Parts of the exercise
1: For each statement below, decide whether the post on breast cancer treatment supports it, and answer yes or no, quoting the deciding words of the post exactly. (a) The writer must undergo chemotherapy. (b) The prescribed pills are to be taken daily for five years. (c) The writer's radiation treatments have taken place at the main campus.
2: Reproduce word for word the portion of the post on breast cancer treatment between "This is an enormous" and "for five years.", inclusive.

Study text
_ _ _ _ _ _ _

The punchline to today’s post is I do not need to go through chemotherapy.
This is an enormous blessing and answer to prayer. So many of my breast cancer warrior friends had to face chemo for months.
I am very grateful.
But today was hard in its own way. And I’m very tired.
I spent the afternoon at the main MD Anderson campus (I’ve been able to go to the smaller west campus for radiation).
I received the great news that my genomic testing assigned a very low number to my cancer which means chemotherapy would not help recurrence at all. Thrilled for that last piece I’d been waiting on.
My oncologist also gave me news about my menopause status (which I won’t get into), but now I know what medicine I will start at the end of radiation. When radiation ends this month, I start tamoxifen. Then, a couple of years later, I will likely switch to a different type of medicine. In all, I take the pills every day for five years.
This, combined with my lumpectomy and radiation, puts me at no greater risk of more breast cancer than anyone else.
I’ll have another mammogram in 6 months when I do follow ups with my oncologist and radiologist. Those will permanently be moved to MD Anderson which gives me great comfort.
But then, the rest of the day was rough. I had to go through a second radiation simulation. I had a young student who was pretty rough with me on the machine. They have to compress your breast under a plastic board which is fairly painful when your breast is burned from radiation. Then they mark all over your breast, more, to depict where the “booster” radiation will go, starting in 10 days.
If you are going through cancer, this is just another time you have to advocate for yourself. They were going to tape right over my central breast where the burns and pain are the worst. I said NO. I let the techs know I would take it up with my doctor, but I absolutely could not have tape over an area in pain and in desperate need of regular moisture.
It worked. I got out of there without more tape all over my burns. (There’s markers and tape all over the rest of my chest.)

_ _ _ _ _ _ _

Supplied material
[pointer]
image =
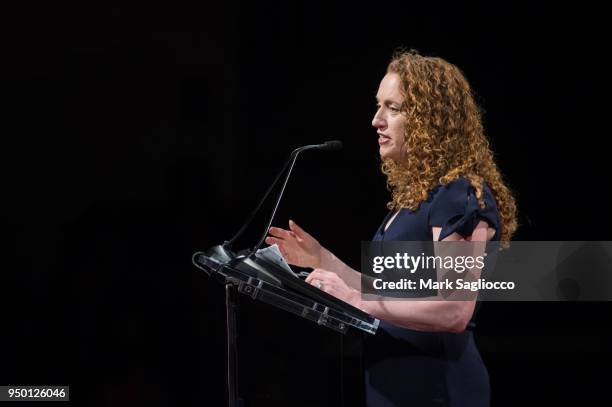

_ _ _ _ _ _ _

Answers for the tasks
1:
(a) No: "The punchline to today’s post is I do not need to go through chemotherapy."
(b) Yes: "In all, I take the pills every day for five years."
(c) No: "I’ve been able to go to the smaller west campus for radiation"

2:
This is an enormous blessing and answer to prayer. So many of my breast cancer warrior friends had to face chemo for months.
I am very grateful.
But today was hard in its own way. And I’m very tired.
I spent the afternoon at the main MD Anderson campus (I’ve been able to go to the smaller west campus for radiation).
I received the great news that my genomic testing assigned a very low number to my cancer which means chemotherapy would not help recurrence at all. Thrilled for that last piece I’d been waiting on.
My oncologist also gave me news about my menopause status (which I won’t get into), but now I know what medicine I will start at the end of radiation. When radiation ends this month, I start tamoxifen. Then, a couple of years later, I will likely switch to a different type of medicine. In all, I take the pills every day for five years.